:: WHAT THIS EXERCISE ASKS ::
[1] In the article on Libby and the CIA leak, on what date did Libby's conversation with New York Times reporter Judith Miller take place?
[2] Rewrite the article on Libby and the CIA leak from the words containing "Libby links Bush" through the words ending in "a key role.", substituting "CIA leak case" for "Valerie Plame affair".

:: PASSAGE PROVIDED ::
Libby links Bush to CIA leak

Cheney's ex-aide testifies on role of president

? In 2003, President Bush said he wanted to get to the bottom of the Valerie Plame affair and that “I want to know the truth.” On Thursday, a federal prosecutor’s version suggested Bush and his vice president played a key role.

A court filing by prosecutors did not say that Bush or Vice President Dick Cheney disclosed Plame’s CIA identity, but it pointed to them as setting in motion a leak campaign to the press that resulted in Plame’s blown cover.

The court filing by Special Counsel Patrick Fitzgerald places Bush at the top of a pyramid that ended with Cheney’s chief of staff I. Lewis Libby feeding the press previously classified intelligence on Iraq.

A July 8, 2003, conversation between Cheney’s now-indicted former chief of staff with New York Times reporter Judith Miller occurred “only after the vice president advised defendant that the president specifically had authorized defendant to disclose certain information” from a then-classified intelligence estimate on Iraq.

Libby allegedly mentioned Plame’s CIA connection in the conversation.

The prosecutor, detailing the evidence he has gathered, raised the possibility that the vice president was trying to use Plame’s CIA employment to discredit her husband, Bush administration critic Joseph Wilson. Cheney, according to the indictment against Libby, knew that Wilson’s wife worked at the CIA as early as June 12, 2003, more than a month before that fact turned up in an article by conservative columnist Robert Novak.

The authorization by Bush and Cheney in July 2003 for disclosing sensitive prewar intelligence assessments that had turned out to be wrong came amid a growing public realization that Iraq had no weapons of mass destruction. The failure to find such weapons undermined the primary rationale Bush and Cheney had used for taking the country to war.

Calls for accountability

On Thursday, Democrats jumped on the revelation over the roles of Bush and Cheney.

“President Bush must fully disclose his participation in the selective leaking of classified information,” said Senate Democratic leader Harry Reid. “The American people must know the truth.”

:: INFORMATION SHOWN ::

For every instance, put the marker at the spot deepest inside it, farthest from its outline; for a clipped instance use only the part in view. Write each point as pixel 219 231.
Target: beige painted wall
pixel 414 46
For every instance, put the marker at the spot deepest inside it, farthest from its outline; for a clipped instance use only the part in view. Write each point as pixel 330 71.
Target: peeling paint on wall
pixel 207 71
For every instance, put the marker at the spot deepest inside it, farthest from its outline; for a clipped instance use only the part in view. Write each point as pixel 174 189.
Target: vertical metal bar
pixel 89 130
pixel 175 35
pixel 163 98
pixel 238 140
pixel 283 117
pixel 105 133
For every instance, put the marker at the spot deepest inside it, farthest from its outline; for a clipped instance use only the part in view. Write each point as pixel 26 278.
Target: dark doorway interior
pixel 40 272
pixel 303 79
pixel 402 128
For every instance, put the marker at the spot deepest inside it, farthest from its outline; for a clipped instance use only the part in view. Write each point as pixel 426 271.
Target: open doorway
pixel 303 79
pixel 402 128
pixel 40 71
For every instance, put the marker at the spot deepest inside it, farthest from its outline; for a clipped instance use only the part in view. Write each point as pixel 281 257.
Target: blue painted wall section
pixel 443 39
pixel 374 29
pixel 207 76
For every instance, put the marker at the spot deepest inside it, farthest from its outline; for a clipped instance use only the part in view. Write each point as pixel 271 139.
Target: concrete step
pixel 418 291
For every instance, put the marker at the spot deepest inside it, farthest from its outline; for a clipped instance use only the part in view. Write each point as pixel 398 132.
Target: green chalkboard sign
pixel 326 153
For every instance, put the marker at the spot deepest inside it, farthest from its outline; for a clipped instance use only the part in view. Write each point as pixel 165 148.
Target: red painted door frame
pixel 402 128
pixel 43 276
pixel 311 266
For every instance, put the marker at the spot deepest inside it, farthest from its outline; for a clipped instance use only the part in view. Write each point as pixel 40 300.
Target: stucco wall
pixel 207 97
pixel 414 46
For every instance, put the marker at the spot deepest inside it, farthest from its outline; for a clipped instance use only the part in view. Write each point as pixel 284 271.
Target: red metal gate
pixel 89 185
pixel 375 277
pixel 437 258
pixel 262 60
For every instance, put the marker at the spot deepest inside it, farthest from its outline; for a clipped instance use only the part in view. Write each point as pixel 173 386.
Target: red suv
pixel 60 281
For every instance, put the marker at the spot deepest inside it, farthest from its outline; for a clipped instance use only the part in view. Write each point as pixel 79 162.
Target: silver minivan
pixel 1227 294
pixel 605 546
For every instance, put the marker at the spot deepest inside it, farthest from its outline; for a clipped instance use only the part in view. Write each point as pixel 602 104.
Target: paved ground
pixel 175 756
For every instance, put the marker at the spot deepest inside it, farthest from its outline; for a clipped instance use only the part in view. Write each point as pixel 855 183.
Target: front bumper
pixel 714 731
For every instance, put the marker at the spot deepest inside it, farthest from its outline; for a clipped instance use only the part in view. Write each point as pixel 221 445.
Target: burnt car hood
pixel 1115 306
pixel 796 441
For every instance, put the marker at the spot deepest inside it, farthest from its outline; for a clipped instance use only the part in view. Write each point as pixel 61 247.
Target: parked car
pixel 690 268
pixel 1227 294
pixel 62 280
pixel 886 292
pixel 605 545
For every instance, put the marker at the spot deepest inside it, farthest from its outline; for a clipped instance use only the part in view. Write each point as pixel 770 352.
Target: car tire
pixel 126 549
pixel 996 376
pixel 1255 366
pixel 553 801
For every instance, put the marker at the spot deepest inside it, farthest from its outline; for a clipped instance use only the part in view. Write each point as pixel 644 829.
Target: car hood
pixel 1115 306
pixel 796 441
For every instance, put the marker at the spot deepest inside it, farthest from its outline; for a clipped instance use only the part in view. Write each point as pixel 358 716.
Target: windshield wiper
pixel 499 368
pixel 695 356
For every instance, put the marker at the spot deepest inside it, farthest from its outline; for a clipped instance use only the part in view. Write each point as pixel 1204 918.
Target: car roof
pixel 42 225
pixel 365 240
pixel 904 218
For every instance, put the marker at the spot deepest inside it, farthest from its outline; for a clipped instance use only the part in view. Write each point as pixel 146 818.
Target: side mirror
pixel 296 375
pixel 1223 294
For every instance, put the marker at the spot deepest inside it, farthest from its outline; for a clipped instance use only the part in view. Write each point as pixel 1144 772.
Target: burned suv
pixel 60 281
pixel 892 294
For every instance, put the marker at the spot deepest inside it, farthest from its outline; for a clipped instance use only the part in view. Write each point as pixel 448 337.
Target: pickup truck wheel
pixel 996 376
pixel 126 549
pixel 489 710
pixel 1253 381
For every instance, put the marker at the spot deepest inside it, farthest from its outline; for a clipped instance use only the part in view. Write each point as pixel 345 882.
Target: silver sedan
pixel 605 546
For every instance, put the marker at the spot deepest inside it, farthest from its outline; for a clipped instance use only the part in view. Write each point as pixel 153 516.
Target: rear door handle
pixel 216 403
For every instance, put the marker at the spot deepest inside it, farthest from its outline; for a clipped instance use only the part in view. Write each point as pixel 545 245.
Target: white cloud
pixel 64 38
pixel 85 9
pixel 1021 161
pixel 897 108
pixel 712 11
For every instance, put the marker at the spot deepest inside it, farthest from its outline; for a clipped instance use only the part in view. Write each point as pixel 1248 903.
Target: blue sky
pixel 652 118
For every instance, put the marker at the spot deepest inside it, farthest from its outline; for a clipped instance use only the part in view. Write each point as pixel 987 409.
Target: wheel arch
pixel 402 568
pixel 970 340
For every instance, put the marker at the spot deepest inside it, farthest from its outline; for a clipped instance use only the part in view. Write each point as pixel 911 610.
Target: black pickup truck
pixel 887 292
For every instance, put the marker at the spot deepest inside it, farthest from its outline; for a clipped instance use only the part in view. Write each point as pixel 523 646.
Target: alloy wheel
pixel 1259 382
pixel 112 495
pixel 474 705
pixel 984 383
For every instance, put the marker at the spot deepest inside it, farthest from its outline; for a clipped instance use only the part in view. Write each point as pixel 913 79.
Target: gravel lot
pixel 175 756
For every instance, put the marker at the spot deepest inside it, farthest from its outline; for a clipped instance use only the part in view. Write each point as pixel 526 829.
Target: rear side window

:: EXERCISE SOLUTIONS ::
[1] July 8, 2003.

[2]
Libby links Bush to CIA leak

Cheney's ex-aide testifies on role of president

? In 2003, President Bush said he wanted to get to the bottom of the CIA leak case and that “I want to know the truth.” On Thursday, a federal prosecutor’s version suggested Bush and his vice president played a key role.